'''

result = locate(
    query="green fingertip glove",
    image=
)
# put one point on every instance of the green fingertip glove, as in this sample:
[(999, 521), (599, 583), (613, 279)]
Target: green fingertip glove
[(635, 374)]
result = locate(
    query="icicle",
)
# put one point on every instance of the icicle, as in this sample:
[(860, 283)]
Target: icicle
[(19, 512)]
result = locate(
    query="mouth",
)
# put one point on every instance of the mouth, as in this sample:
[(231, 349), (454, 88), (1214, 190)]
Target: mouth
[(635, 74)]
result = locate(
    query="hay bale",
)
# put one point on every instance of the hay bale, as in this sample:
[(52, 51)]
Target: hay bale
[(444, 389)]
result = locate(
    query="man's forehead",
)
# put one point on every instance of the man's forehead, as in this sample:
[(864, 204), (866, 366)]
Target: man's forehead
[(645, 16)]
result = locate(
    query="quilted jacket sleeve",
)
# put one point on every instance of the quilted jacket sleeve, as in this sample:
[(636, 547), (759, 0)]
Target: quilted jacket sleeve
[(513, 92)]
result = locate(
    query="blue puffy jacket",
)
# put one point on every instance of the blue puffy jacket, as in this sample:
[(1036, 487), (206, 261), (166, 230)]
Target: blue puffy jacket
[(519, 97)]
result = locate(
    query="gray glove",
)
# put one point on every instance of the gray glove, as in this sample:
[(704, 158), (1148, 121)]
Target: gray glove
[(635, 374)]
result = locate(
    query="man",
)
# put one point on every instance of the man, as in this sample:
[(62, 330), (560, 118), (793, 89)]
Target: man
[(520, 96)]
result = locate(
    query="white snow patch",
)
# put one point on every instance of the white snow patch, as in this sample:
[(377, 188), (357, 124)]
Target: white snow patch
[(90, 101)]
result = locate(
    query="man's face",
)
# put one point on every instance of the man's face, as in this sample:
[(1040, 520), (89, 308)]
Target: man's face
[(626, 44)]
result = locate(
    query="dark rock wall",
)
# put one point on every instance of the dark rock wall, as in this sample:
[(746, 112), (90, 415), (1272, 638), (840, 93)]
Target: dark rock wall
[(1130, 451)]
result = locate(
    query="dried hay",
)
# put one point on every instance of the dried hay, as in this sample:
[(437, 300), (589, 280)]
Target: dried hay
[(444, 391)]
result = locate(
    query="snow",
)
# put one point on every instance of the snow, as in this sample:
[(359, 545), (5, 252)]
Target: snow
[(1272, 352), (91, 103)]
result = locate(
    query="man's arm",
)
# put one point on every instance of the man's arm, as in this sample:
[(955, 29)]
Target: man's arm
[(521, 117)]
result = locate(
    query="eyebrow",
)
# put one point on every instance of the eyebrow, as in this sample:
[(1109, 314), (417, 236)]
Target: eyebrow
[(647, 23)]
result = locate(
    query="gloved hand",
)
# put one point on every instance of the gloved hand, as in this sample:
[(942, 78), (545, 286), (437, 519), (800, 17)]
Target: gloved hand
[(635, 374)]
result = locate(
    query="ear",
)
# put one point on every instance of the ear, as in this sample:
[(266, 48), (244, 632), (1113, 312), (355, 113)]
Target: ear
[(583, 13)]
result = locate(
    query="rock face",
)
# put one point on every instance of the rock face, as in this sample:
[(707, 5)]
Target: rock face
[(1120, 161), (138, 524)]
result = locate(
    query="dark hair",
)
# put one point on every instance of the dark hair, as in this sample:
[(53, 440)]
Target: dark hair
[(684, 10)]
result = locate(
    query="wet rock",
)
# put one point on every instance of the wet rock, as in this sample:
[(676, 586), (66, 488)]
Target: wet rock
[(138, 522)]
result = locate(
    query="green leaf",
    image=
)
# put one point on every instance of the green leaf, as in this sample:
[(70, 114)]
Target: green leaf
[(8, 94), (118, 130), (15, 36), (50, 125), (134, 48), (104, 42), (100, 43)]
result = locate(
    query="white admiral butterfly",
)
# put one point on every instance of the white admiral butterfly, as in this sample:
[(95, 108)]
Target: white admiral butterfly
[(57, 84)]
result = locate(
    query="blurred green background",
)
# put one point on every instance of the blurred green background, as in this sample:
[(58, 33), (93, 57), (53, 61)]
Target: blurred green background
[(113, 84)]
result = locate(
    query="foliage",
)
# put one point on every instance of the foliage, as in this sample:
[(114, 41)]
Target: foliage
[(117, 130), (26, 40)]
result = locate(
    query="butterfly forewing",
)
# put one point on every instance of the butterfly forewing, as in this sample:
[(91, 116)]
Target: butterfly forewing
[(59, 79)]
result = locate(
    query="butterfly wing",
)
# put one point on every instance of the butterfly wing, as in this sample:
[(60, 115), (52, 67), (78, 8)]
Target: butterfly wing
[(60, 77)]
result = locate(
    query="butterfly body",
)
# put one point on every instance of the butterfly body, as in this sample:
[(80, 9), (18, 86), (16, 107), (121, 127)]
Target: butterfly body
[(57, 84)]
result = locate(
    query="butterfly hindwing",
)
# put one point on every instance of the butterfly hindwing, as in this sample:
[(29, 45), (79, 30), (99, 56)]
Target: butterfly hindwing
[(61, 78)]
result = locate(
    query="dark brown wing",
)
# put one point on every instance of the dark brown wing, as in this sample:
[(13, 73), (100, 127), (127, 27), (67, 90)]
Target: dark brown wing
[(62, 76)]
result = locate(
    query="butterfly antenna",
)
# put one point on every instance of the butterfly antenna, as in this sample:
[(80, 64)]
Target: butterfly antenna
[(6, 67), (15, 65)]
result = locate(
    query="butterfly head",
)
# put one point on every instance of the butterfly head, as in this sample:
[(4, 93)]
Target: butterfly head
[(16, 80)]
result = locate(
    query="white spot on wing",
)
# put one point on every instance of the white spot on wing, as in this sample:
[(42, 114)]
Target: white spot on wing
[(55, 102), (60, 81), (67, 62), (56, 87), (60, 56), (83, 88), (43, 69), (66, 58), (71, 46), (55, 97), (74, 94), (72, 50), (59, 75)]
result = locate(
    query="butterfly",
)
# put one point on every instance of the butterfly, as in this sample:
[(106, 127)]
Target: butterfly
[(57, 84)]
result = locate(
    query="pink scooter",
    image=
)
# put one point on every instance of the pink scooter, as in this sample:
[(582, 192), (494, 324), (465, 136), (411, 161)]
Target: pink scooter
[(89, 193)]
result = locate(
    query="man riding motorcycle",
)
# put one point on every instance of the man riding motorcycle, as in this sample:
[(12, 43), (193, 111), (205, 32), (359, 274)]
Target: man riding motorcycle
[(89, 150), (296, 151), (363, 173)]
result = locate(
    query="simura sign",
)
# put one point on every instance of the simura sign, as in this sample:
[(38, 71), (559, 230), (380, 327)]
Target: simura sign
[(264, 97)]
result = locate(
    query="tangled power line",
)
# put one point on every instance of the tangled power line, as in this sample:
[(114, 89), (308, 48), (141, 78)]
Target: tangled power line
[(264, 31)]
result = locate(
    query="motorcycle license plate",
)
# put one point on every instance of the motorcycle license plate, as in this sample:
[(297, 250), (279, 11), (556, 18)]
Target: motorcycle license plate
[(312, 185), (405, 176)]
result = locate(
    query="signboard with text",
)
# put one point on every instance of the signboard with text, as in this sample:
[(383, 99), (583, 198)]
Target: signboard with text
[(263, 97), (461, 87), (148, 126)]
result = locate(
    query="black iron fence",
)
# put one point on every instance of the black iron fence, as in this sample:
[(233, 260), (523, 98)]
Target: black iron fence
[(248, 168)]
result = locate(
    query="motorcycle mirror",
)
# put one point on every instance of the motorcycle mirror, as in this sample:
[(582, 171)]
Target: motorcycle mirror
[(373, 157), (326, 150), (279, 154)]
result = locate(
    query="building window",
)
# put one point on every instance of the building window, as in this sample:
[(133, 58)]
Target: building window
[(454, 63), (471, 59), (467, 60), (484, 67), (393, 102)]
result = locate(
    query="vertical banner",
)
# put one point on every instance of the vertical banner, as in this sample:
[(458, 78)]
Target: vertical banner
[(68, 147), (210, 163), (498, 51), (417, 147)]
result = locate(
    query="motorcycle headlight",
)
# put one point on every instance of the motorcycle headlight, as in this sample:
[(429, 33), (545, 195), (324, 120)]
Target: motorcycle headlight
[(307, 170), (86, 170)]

'''

Your job is to print exactly the lines that run from the top of the entries through the line with "man's forehead, as", and no others.

result = locate(
    query="green fingertip glove",
    image=
)
# put one point on every instance of the green fingertip glove, as in this sample:
[(999, 521), (599, 583), (613, 279)]
Target: green fingertip glove
[(635, 374)]
result = locate(
    query="icicle",
)
# put one point on every instance of the icicle, as in this sample:
[(860, 283)]
Target: icicle
[(19, 512)]
result = locate(
    query="mouth",
)
# put one point on every instance of the mouth, as in this sample:
[(231, 349), (454, 88), (1214, 190)]
Target: mouth
[(635, 74)]
result = locate(
    query="hay bale",
)
# put one point on every instance of the hay bale, as in this sample:
[(52, 51)]
Target: hay bale
[(444, 389)]
result = locate(
    query="man's forehead",
)
# put one point on every instance of the man's forehead, as in this sample:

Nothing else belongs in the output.